> **Supplied passage**:
-=-=-

# Tax on rental property?



## ShannonC (Nov 16, 2012)

I have a condo that's fully paid off (condo fees + property tax = $500) that I'll be turning into a rental for a while. I'm just wondering what's best from an income tax perspective. 

If I leave things as-is, I'll have a positive cash flow of around $900. 

If I were to take 80% of the equity out of the condo (160k), my positive cash flow would drop down to around $50 per month. 

If I were to remove the money, it'd likely go towards paying down a principle residence mortgage. 

Is one the better option than the other? 

And if I were to recognize the larger cash flow/income of $900, is that $900 monthly basically just added to my yearly personal income and taxed accordingly with the rate I'm at there or does rental income have a special rate on its own? I was searching online and seem to be coming across various answers to this one.

Any help/advice would be great.


----------



## heyjude (May 16, 2009)

The income from your rental condo, net of expenses ($900/month) will be added to your other income and taxed at your marginal rate. If you take out 80% of the equity and pay $850/month on the mortgage, the portion of the mortgage that is interest (not principal) will be tax deductible. This is most effective in the early days of a mortgage when most of your payments go to interest. So let's say your net rental income is $50/month, you pay $850 on the mortgage every month, and initially, $800 of that mortgage payment is interest. Your net taxable income from the condo would be $50-$800, or a loss of $750/month. This is because investment debt payment is tax deductible, while residential debt payments are not. If you use the equity from the rental condo to reduce the principal on your residential mortgage, you have effectively converted non-tax-deductible debt to tax-deductible debt. This is a good thing! You will still be able to sell your home without paying tax on capital gains.


----------



## stardancer (Apr 26, 2009)

If he takes out a mortgage on the rental property and uses the money to help purchase a principal residence, the interest is not deductible against rental income. CRA looks at the use of the funds, not at the source; so- although the $$ came from a rental, the use was for a principal residence.


----------



## heyjude (May 16, 2009)

stardancer said:


> If he takes out a mortgage on the rental property and uses the money to help purchase a principal residence, the interest is not deductible against rental income. CRA looks at the use of the funds, not at the source; so- although the $$ came from a rental, the use was for a principal residence.

-=-=-

> **Source data**:
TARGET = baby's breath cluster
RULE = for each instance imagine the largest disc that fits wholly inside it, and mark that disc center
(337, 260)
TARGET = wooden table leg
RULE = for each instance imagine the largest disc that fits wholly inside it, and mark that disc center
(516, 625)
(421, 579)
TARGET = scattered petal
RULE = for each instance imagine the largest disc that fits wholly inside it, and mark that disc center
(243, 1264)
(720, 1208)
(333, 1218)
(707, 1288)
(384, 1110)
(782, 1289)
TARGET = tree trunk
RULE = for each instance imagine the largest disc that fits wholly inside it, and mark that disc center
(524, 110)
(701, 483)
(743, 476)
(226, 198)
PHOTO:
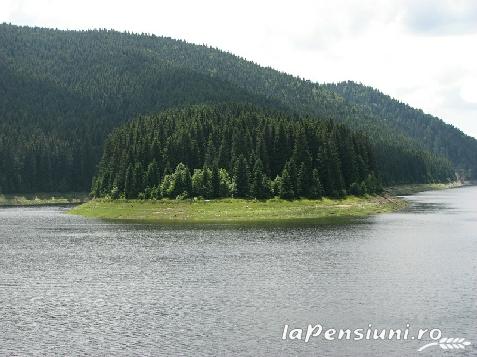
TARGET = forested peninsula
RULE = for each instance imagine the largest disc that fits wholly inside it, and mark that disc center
(137, 116)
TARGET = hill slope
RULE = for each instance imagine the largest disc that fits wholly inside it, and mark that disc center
(62, 92)
(430, 132)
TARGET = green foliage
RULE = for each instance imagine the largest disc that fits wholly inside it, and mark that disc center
(63, 92)
(262, 131)
(241, 178)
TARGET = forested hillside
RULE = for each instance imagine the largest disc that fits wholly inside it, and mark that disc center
(241, 151)
(431, 132)
(62, 92)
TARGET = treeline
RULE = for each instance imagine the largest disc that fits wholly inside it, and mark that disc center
(429, 132)
(63, 92)
(234, 150)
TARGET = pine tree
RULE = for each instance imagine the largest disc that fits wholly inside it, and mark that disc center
(241, 177)
(258, 188)
(215, 181)
(287, 183)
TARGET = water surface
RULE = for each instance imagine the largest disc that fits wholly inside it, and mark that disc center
(75, 286)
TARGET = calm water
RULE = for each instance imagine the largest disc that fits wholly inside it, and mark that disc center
(72, 286)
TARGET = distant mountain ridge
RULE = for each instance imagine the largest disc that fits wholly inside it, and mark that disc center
(430, 132)
(64, 91)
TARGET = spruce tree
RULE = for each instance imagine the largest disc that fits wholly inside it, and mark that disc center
(241, 177)
(258, 187)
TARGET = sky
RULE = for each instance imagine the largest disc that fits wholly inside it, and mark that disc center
(422, 52)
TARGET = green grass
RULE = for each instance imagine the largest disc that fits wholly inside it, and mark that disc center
(236, 210)
(38, 199)
(404, 190)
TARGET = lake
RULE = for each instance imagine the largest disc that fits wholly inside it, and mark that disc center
(76, 286)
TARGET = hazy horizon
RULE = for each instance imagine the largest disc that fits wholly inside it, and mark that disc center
(419, 52)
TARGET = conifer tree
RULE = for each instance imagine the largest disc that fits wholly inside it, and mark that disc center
(241, 177)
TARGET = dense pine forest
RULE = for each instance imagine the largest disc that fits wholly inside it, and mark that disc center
(63, 92)
(240, 151)
(234, 150)
(430, 132)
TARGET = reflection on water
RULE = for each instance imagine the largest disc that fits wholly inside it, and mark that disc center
(72, 286)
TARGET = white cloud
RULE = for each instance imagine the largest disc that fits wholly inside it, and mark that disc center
(422, 52)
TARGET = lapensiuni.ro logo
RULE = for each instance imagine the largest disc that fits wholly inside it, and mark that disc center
(430, 337)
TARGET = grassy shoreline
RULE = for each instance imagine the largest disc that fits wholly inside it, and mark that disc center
(43, 199)
(238, 210)
(411, 189)
(241, 211)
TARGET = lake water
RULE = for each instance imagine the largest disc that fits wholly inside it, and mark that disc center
(73, 286)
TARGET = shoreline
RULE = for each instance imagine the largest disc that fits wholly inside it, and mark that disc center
(43, 199)
(230, 211)
(241, 211)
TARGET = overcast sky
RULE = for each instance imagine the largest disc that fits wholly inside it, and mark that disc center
(423, 52)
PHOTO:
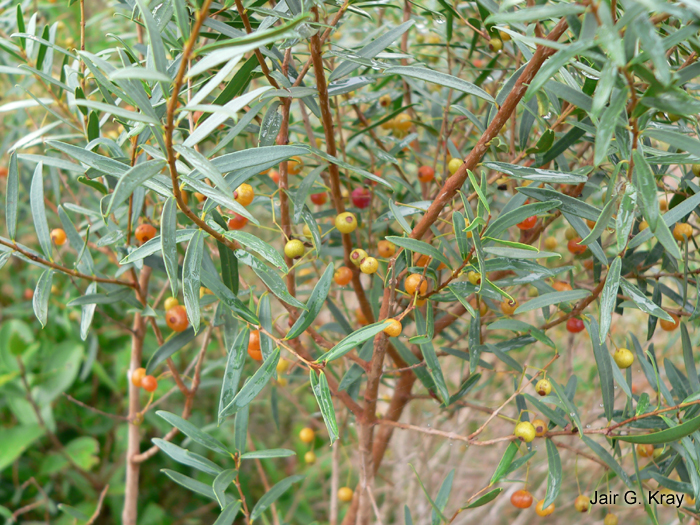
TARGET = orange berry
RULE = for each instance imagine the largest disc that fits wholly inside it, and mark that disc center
(236, 222)
(426, 174)
(244, 194)
(58, 236)
(342, 276)
(411, 284)
(145, 232)
(544, 512)
(149, 383)
(386, 249)
(137, 377)
(521, 499)
(670, 326)
(176, 318)
(254, 345)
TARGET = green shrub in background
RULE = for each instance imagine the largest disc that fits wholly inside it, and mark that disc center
(235, 234)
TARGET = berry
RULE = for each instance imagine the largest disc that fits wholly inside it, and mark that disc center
(540, 427)
(394, 329)
(386, 249)
(509, 307)
(170, 302)
(411, 284)
(495, 44)
(137, 377)
(361, 197)
(319, 199)
(149, 383)
(402, 122)
(528, 223)
(346, 222)
(360, 316)
(623, 357)
(345, 494)
(645, 451)
(369, 265)
(294, 249)
(543, 512)
(58, 236)
(454, 165)
(145, 232)
(282, 366)
(610, 519)
(244, 194)
(521, 499)
(581, 503)
(574, 247)
(670, 326)
(307, 435)
(426, 174)
(236, 222)
(543, 387)
(342, 276)
(561, 286)
(176, 318)
(524, 431)
(357, 256)
(295, 165)
(254, 345)
(575, 325)
(682, 229)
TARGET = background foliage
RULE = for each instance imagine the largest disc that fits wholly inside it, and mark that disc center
(579, 115)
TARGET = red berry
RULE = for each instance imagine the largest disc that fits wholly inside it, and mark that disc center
(528, 223)
(319, 198)
(361, 197)
(574, 325)
(149, 383)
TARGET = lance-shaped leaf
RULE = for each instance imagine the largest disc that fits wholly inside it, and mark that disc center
(40, 300)
(12, 196)
(36, 198)
(255, 385)
(195, 434)
(272, 495)
(168, 242)
(313, 305)
(354, 339)
(322, 393)
(234, 367)
(191, 277)
(608, 297)
(443, 79)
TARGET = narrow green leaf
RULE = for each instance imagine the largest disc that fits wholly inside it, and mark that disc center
(36, 198)
(191, 278)
(40, 300)
(313, 305)
(194, 433)
(322, 393)
(12, 195)
(255, 385)
(354, 339)
(272, 495)
(168, 242)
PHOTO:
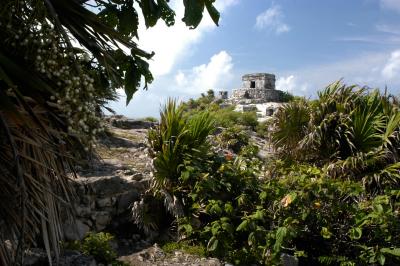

-=-=-

> **Goals**:
1 - In the forum thread on rental property tax, what does stardancer say CRA looks at when deciding whether interest is deductible?
2 - Pull out, word for word, the part of the records that opens with the line containing "TARGET = narrow green leaf" and runs through the end of the records, including both ends. Leave out any pictures.
The forum thread and the records are unrelated to each other.

> **Task answers**:
1 - The use of the funds, not the source.

2 -
TARGET = narrow green leaf
RULE = for each instance imagine the largest disc that fits wholly inside it, and mark that disc center
(36, 198)
(191, 278)
(40, 300)
(313, 305)
(194, 433)
(322, 393)
(12, 195)
(255, 385)
(354, 339)
(272, 495)
(168, 242)
PHOTO:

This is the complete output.